● Required task 1
Answer these from the passage on quark fragmentation and distribution functions:
(a) What approximate relation links D(z) and q(x) in the z → 1 limit?
(b) In which journal, volume and year was the work published?
(c) Why is the Drell-Levy-Yan relation said to be of little use?
● Required task 2
Carry on the passage on quark fragmentation and distribution functions from its final sentence.

We show that the quark fragmentation function $D(z)$ and the quark
distribution function $q(x)$ are connected in the $z \to 1$ limit
by the approximate relation $D(z)/z \simeq  q(2-1/z)$, where both
quantities are in their physical regions. Predictions for proton
production in inelastic $e^+ e^-$ annihilation, based on the new
relation and standard parametrizations of quark distribution
functions, are found to be compatible with the data.


\vfill

\centerline{PACS numbers: 13.65.+i, 11.80.-m, 12.39.-x, 13.60.Hb}

\vfill
\centerline{Published in Phys.~Rev.~C 62 (2000) 062201(R) 
as a rapid communication}
\vfill
\newpage

\baselineskip=18pt


%\section{Introduction}

Inclusive deep inelastic scattering (DIS)  and
hadron production in $e^+e^-$ inelastic annihilation (IA)
are important
sources of information on the
structure of hadrons.
By simple crossing it is possible
to relate the structure functions of these
two processes \cite{DLY}.
However,  the relation so
obtained (known as the Drell-Levy-Yan relation) is of little use,
as it connects the structure functions in the {\em physical} region
of one process to the structure functions in the {\em unphysical}
region of the other process.

It would obviously be important
to have a relation between the DIS and IA
structure functions, taken both in their physical regions.
We could then exploit the accurate information we already possess
on the quark distribution functions of the nucleon
to predict the quark fragmentation functions, which
are still poorly known, or {\it vice versa}, by measuring
the fragmentation functions of hadrons which cannot
be used as DIS targets
we could predict the quark densities inside those hadrons.

● Record set
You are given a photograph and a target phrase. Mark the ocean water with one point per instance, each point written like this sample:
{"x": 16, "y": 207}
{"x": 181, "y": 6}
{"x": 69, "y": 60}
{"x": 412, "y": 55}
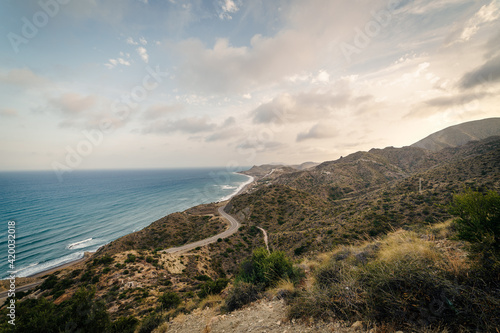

● Task result 1
(a) D(z)/z ≃ q(2 − 1/z), with both quantities in their physical regions.
(b) Phys. Rev. C, volume 62, 2000 (article 062201(R), as a rapid communication).
(c) It connects the structure functions in the physical region of one process to the structure functions in the unphysical region of the other process.

● Task result 2
An example which immediately
comes to mind is the $\Lambda$:
the quark dynamics inside this hyperon
is highly relevant for our understanding
of the spin and  flavor structure
of hadrons \cite{Bur93,Ma99,Ma00}.

As a matter of fact, a
relation connecting the structure functions of DIS
and IA in their physical regions does  exist
in the literature.
It is the so-called
Gribov-Lipatov ``reciprocity" relation.
As we shall see, this relation, in its commonly used form,
has no real
justification.  Moreover it is not supported
by phenomenological evidence.
The purpose of this paper is to derive
another, well founded, relation
connecting DIS and IA, and to show that this relation,
within its range of validity, is in
good agreement with the existing data.

The DIS cross section is written in terms of two
structure functions $F_1(x, Q^2)$ and $F_2(x, Q^2)$,
where $x = Q^2/ 2 p \cdot q$ is the Bjorken variable
and $Q^2 = - q^2$ is the momentum transfer squared.
Two analogous quantities appear
in the IA cross
section: they
are denoted by $\bar F_1(z, Q^2)$ and
$\bar F_2(z, Q^2)$, where now $z = 2 p \cdot q/ Q^2$ and
$ Q^2 = q^2$ is the center-of-mass energy squared.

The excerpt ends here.